▶ [READING TEXT]:
Start of Block

Strong consumer spending sees German economy rebound in Q3
Germany’s economy rebounded strongly in the third quarter, official data showed on Tuesday, after lockdown restrictions were eased and consumer spending surged.
According to the Federal Statistics Office, Germany’s gross domestic product rose by 8.5% in the three months to 30 September, once adjusted for price, seasonal and calendar variations. That reversed the second-quarter’s 9.7% slide and was a marginal improvement on the initial estimate of 8.2%.
However, on a seasonally-adjusted basis, GDP was still 4.0% lower than that the fourth quarter of 2019, the final three-month period before the global Covid-19 crisis, Destatis said. It was also down on the third quarter of 2019, off 3.9%.
Supporting the better-than-expected quarter-on-quarter improvement was strong household expenditure, which jumped 10.8% compared to the second-quarter’s 11.1% plunge. The figures were boosted by a sharp rebound in services spending and a temporary reduction in VAT rates, announced in June.
Exports also rose, up 18.1% compared to the second quarter, while imports improved by 9.1%.
"Thus the Germany economy could offset a large part of the massive decline in GDP recorded in the second quarter due to the coronavirus pandemic," Destatis noted.
Government spending also ticked up, ahead 0.8% following a 2.2% rise in the second quarter.

End of Block

▶ [ACTIONS TO TAKE]:
A. List every third-quarter increase the German economy article gives a percentage for, with the figure for each.
B. Using the German economy article, say whether each statement agrees with it, answering yes or no and quoting the deciding words. (i) The initial estimate of third-quarter GDP growth was 8.5%. (ii) The temporary reduction in VAT rates was announced in June. (iii) Imports grew faster than exports compared to the second quarter.
C. Write the next part of the article on Germany's third-quarter economy, picking up after its last sentence.

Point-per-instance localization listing
Start of Block

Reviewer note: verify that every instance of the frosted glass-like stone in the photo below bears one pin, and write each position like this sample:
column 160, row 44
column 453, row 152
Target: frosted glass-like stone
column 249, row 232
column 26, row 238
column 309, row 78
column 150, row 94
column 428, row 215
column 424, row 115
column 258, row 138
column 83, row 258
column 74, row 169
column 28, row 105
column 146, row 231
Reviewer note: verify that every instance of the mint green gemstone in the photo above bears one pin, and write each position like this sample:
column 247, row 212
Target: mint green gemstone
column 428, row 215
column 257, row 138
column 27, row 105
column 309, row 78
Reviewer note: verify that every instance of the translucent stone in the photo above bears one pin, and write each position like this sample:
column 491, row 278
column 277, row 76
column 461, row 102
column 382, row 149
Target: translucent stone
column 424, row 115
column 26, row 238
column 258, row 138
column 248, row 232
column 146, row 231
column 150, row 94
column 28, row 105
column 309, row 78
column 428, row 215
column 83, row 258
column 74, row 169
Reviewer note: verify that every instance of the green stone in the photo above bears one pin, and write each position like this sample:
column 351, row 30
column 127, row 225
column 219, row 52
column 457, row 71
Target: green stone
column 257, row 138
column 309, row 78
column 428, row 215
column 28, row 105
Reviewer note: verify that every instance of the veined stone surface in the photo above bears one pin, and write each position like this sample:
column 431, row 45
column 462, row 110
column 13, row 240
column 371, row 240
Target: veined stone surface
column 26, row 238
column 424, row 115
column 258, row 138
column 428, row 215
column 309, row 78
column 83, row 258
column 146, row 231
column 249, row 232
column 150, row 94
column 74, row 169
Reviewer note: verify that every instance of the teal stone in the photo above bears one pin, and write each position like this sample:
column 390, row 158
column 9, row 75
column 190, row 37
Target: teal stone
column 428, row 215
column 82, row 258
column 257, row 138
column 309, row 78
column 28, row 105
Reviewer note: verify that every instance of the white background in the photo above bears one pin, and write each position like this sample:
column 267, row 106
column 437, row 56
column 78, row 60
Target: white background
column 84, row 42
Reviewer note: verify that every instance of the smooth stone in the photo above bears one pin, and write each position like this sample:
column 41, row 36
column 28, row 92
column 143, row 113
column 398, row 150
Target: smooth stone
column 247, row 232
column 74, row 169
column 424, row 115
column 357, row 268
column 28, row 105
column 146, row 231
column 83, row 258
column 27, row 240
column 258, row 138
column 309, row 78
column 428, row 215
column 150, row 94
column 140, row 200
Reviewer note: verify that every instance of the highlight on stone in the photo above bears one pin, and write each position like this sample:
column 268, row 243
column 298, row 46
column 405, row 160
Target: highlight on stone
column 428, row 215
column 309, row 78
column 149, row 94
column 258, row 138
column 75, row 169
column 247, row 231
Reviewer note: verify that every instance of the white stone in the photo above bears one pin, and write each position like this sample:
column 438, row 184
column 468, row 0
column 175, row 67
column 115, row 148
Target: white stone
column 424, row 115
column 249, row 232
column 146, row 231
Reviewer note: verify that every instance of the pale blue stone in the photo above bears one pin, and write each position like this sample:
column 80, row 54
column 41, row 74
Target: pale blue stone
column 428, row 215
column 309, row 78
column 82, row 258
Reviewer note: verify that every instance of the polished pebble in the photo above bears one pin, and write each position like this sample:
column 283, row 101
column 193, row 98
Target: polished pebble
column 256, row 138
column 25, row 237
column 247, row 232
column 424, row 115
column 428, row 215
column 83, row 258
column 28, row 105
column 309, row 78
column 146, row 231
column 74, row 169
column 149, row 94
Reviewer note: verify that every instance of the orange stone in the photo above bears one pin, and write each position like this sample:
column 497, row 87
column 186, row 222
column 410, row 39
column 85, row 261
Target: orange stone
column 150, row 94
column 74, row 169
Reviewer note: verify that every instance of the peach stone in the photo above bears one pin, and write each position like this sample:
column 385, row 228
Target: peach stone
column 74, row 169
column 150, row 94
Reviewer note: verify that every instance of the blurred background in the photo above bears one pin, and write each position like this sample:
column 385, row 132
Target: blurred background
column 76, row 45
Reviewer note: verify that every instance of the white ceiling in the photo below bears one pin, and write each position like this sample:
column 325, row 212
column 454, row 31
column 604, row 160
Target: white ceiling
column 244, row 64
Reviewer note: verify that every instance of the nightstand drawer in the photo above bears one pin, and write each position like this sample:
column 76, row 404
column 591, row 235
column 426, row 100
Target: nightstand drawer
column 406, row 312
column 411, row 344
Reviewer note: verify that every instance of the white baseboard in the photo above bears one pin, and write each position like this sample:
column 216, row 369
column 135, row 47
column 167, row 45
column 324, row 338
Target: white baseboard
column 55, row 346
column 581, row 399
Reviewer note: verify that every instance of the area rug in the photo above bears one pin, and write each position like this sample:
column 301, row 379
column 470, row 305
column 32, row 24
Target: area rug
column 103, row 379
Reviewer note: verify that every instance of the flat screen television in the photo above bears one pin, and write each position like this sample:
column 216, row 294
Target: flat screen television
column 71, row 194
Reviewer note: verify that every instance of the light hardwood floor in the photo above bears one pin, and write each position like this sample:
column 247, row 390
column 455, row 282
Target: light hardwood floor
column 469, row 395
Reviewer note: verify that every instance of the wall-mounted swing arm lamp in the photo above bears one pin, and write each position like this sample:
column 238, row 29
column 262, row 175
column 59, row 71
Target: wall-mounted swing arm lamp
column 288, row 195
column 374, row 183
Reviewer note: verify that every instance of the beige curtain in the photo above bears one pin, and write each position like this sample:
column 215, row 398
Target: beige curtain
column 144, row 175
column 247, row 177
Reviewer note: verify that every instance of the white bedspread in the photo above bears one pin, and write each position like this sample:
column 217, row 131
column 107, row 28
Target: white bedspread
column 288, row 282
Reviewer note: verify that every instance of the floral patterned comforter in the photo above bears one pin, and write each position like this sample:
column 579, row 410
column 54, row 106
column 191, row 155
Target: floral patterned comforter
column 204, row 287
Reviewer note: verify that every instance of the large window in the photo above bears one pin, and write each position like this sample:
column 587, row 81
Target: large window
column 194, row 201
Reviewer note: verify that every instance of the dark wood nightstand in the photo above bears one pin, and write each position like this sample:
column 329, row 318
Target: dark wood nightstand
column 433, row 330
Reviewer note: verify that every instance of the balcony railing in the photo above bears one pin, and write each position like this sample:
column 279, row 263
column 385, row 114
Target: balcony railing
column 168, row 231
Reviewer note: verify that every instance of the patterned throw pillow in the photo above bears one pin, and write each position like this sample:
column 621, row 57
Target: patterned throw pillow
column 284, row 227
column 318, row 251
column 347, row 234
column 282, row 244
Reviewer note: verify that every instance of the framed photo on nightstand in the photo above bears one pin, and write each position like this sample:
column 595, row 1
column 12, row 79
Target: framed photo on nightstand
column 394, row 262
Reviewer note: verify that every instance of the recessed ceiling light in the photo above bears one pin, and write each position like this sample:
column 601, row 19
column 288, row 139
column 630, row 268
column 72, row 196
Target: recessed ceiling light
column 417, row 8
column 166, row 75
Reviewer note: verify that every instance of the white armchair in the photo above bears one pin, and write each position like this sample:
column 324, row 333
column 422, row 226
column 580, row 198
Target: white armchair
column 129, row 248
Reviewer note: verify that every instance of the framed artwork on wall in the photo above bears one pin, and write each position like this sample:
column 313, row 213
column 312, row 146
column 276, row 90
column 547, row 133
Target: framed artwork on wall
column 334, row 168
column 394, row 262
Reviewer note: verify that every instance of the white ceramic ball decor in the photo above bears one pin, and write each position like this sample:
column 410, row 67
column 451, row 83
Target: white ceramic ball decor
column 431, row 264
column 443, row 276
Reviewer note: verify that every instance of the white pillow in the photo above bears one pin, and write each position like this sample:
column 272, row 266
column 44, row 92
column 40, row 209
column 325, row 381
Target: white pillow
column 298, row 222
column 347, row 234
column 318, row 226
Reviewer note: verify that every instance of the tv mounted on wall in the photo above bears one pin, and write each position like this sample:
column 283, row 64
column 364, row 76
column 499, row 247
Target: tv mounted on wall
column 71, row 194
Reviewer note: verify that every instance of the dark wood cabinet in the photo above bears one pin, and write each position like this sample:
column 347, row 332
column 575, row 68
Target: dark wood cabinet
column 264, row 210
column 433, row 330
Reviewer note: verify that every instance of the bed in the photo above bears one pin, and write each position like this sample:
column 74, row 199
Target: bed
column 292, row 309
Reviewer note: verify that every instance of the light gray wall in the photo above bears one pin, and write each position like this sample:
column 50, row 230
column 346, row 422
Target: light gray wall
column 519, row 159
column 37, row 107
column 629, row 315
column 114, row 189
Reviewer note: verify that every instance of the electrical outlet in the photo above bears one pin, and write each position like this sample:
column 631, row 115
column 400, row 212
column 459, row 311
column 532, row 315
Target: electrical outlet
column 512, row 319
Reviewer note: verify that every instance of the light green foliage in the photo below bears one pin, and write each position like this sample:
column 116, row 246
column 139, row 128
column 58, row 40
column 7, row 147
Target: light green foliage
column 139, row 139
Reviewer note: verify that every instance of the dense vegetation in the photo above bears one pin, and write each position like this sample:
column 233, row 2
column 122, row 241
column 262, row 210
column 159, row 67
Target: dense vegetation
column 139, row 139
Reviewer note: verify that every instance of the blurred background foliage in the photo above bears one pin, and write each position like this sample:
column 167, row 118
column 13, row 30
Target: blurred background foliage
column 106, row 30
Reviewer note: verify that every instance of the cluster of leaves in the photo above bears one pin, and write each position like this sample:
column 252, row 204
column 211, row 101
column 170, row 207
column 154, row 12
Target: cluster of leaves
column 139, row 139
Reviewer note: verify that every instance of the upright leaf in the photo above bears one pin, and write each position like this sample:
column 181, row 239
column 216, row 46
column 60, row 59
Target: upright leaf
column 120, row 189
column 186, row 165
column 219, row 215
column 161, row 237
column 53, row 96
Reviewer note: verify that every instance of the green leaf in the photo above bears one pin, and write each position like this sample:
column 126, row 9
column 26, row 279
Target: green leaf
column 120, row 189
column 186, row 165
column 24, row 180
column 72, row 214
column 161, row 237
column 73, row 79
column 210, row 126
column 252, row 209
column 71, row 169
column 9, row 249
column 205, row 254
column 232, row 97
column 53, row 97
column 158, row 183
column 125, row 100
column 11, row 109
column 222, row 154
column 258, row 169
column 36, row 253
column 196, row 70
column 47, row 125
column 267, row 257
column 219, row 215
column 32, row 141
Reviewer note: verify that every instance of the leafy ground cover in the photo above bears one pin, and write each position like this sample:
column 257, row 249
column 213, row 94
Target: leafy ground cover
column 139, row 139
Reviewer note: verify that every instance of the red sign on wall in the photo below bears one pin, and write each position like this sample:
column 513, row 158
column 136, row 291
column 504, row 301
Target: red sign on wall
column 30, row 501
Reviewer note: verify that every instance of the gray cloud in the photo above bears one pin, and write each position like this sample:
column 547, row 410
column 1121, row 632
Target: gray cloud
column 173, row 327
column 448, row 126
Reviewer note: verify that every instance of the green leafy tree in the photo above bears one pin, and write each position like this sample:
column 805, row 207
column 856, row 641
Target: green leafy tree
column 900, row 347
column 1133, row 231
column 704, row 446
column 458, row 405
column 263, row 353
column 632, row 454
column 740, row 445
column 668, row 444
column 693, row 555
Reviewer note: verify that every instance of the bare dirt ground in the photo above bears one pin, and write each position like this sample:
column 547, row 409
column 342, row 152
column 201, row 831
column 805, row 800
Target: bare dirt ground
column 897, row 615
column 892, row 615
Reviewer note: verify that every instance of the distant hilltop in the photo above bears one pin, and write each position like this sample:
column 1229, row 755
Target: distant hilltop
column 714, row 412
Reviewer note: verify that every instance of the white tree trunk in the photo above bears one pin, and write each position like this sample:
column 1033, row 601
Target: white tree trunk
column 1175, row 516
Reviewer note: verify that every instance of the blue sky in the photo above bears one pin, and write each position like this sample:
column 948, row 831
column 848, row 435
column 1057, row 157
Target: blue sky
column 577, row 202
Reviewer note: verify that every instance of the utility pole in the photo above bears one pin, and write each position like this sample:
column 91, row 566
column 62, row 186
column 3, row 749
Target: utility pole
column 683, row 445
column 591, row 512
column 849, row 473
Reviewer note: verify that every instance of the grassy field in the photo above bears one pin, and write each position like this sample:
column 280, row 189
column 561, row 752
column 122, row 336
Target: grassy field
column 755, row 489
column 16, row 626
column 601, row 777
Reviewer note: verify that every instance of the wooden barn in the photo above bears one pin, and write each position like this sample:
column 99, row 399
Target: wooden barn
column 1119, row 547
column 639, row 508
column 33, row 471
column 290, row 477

End of Block

▶ [EXPECTED RESPONSES]:
A.
Gross domestic product: 8.5%
Household expenditure: 10.8%
Exports: 18.1%
Imports: 9.1%
Government spending: 0.8%

B.
(i) No: "a marginal improvement on the initial estimate of 8.2%"
(ii) Yes: "a temporary reduction in VAT rates, announced in June"
(iii) No: "Exports also rose, up 18.1% compared to the second quarter, while imports improved by 9.1%"

C.
But while gross fixed capital spending in machinery and equipment increased 16.0%, in construction it fell 2.0%. Overall, gross capital investment fell 5.4%, which Claus Vistesen, chief eurozone economist at Pantheon Macroeconomics, said indicated a "significant" reduction in stocks and underlined the otherwise sharp rebound in net capex.
In line with many other European countries, autumn saw a resurgence in Covid-19 cases in Germany, the European Union's largest economy, and a fresh round of lockdown measures were introduced from 2 November.
Vistesen said: "Looking ahead, consumer spending, mainly on services, will take a big hit in the fourth quarter, reflecting lockdown and restrictions in many key sectors, but the investment numbers are now an outlier to the upside.
"The volatile construction component usually posts a strong gain after a string of declines, regardless of the underlying trend, and while net investment in manufacturing will slow, sharply, we now suspect inventories will snap back, lifting gross investment.
"We are fairly confident that the rest of the major economies will post very grim fourth-quarter GDP data, but we are now less sure about Germany."